**PAGE EXCERPT:**
Basis of preparation
These unaudited condensed consolidated interim results for the
six months ended 29 February 2016 have been prepared in
accordance with the framework concepts and the measurement and
recognition requirements of International Financial Reporting
Standards (IFRS), the SAICA Financial Reporting Guides as
issued by the Accounting Practices Committee, the Companies
Act, No 71 of 2008 (as amended) and comply with the disclosure
requirements of IAS 34: Interim Financial Reporting.
The condensed consolidated financial statements have been
prepared under the historical cost convention.
The accounting policies used in the preparation of these
results are in accordance with IFRS and consistent in all
material respects with those used in the audited annual
financial statements for the year ended 31 August 2015.

The condensed consolidated interim financial statements are
presented in Rand rounded to the nearest thousand („000).

The condensed consolidated statement of financial position at
29 February 2016 and the related condensed statements of
comprehensive income, statement of changes in equity and cash
flows for the six months then ended, have not been reviewed or
reported on by the Group's auditors.

The interim financial statements have been prepared under the
supervision of Graham Hindle CA (SA) in his capacity as
Financial Director.

Impairment of Receivables
Shareholders were advised in the SENS announcement released on
26 February 2016, that one of Nu-World's 59,35% held
subsidiaries, Yale Prima Proprietary Limited's (“Yale”),
customers, Dick Smith Holdings Limited (“DSH”), a Top 200
Australian Securities Exchange company and its subsidiaries
(collectively “DSE”), were placed into liquidation on 25
February 2016.

On   4   January   2016,   DSE   was   placed    into   Voluntary
Administration   (with    McGrathNicol   acting    as   Voluntary
Administrators   to   DSH    (“Administrators”))    and   shortly
thereafter into Receivership (with Ferrier Hodgson acting as
Receivers and Managers to DSH (“Receivers”)).
The first creditors' meeting was held on 14 January 2016,
where the Administrators outlined the following:
a.   The intention of the Receivers was to continue trading as
     usual and simultaneously run a sale campaign for all or
     parts of the DSE business.
b.   To allow the Administrators and Receivers to properly
     assess the state of the business and to run the sale
     campaign without creditor interference. It was their
     intention to postpone the second critical creditors'
     meeting by at least 6 months.

**STATED PROBLEM:**
Using the interim results excerpt, explain in one to three sentences why the Administrators intended to postpone the second creditors' meeting.

**SOURCE DATA:**
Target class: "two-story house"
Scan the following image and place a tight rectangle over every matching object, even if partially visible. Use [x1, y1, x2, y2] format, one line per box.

**SOLUTION BELOW:**
The Administrators intended to postpone the second critical creditors' meeting by at least six months. This would let them and the Receivers properly assess the state of the DSE business and run the sale campaign without creditor interference.